══ Provided data ══

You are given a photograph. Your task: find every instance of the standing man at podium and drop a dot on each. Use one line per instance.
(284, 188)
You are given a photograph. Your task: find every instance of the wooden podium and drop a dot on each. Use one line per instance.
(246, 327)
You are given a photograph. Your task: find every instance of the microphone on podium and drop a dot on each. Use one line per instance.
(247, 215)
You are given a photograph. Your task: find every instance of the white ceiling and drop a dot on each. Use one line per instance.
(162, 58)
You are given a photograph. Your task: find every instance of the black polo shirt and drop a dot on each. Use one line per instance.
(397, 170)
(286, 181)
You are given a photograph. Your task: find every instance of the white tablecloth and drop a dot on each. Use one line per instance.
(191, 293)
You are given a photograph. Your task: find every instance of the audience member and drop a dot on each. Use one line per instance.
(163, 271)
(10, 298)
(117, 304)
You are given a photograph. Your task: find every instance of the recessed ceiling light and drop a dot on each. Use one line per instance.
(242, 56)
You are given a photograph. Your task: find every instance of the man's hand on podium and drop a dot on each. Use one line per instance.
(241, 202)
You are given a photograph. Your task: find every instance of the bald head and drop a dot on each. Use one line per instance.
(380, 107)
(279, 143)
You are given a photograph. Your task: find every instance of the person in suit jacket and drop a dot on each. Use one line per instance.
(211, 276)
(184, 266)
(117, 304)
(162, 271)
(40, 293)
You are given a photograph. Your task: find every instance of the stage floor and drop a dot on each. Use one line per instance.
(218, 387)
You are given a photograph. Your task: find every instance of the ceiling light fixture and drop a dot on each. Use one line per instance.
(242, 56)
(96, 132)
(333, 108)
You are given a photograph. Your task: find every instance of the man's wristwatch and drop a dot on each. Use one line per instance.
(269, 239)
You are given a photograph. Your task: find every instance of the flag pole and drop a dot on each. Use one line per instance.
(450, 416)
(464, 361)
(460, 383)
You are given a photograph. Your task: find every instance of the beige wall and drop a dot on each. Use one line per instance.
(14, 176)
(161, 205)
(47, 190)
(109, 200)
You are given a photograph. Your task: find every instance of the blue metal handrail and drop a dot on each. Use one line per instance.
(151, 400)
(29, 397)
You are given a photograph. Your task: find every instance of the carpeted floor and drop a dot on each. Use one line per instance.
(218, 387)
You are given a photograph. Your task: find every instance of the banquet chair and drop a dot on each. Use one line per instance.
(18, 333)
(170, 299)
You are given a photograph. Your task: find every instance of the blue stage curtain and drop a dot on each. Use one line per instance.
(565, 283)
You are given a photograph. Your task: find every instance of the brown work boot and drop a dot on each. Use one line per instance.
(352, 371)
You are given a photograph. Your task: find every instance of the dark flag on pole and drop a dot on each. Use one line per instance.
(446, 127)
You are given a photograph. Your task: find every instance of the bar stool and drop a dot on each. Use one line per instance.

═══

» **What to work on**:
Copy out all the records exactly.

» **Solution below**:
You are given a photograph. Your task: find every instance of the standing man at podium and drop a dot on each. Use one line per instance.
(284, 188)
You are given a photograph. Your task: find every instance of the wooden podium and drop a dot on each. Use one line per instance.
(246, 327)
You are given a photograph. Your task: find every instance of the microphone on podium and drop a dot on each. Use one line per instance.
(247, 215)
You are given a photograph. Your task: find every instance of the white ceiling and drop a dot on each. Use one line per instance.
(162, 58)
You are given a photograph. Your task: find every instance of the black polo shirt and drop a dot on each. Use one line per instance.
(397, 170)
(286, 181)
You are given a photograph. Your task: find every instance of the white tablecloth and drop a dot on each. Use one line per instance.
(191, 293)
You are given a photograph. Your task: find every instance of the audience member and drop a dot on each. Use one line per instance.
(163, 271)
(10, 298)
(117, 304)
You are given a photograph. Your task: find every instance of the recessed ceiling light and drop a dot on each. Use one line per instance.
(242, 56)
You are given a photograph. Your task: find every instance of the man's hand on podium and drop a dot on each. Use one line per instance.
(241, 202)
You are given a photograph. Your task: find every instance of the bald head and drop a dot on each. Use one line per instance.
(380, 107)
(279, 143)
You are given a photograph. Your task: find every instance of the person in suit jacket and drop a dot on each. Use one line per instance.
(211, 276)
(184, 266)
(117, 304)
(162, 271)
(40, 293)
You are given a photograph. Your task: find every instance of the stage floor and drop a dot on each. Use one line per instance.
(218, 387)
You are given a photograph. Your task: find every instance of the ceiling light fixture and drop a dot on each. Use one line per instance.
(242, 56)
(96, 132)
(333, 108)
You are given a photograph. Your task: find every instance of the man's wristwatch and drop a dot on each. Use one line per instance.
(269, 239)
You are given a photograph. Your task: find every instance of the flag pole and drop a dot on each. Use one line per instance.
(450, 416)
(464, 361)
(460, 383)
You are given a photograph. Your task: find every instance of the beige wall and drop a dot on each. Use one line per instance.
(14, 176)
(161, 205)
(47, 190)
(109, 200)
You are given a photograph. Your task: find every instance of the blue metal handrail and drop a dot on each. Use one line per instance.
(151, 400)
(29, 397)
You are given a photograph. Your task: find every instance of the carpeted floor and drop a dot on each. Use one line per instance.
(218, 387)
You are given a photograph. Your task: find every instance of the banquet chair and drop a dot on each. Use one line per instance.
(18, 333)
(170, 299)
You are given a photograph. Your task: find every instance of the blue stage curtain and drop a dot on each. Use one line per instance.
(565, 283)
You are given a photograph. Your task: find every instance of the brown work boot and drop a dot on each. Use one line per instance.
(352, 371)
You are given a photograph. Your task: find every instance of the dark flag on pole and drop a dot on each. Use one line per instance.
(446, 127)
You are given a photograph. Your task: find every instance of the bar stool and drop a dot on each. Use one line per instance.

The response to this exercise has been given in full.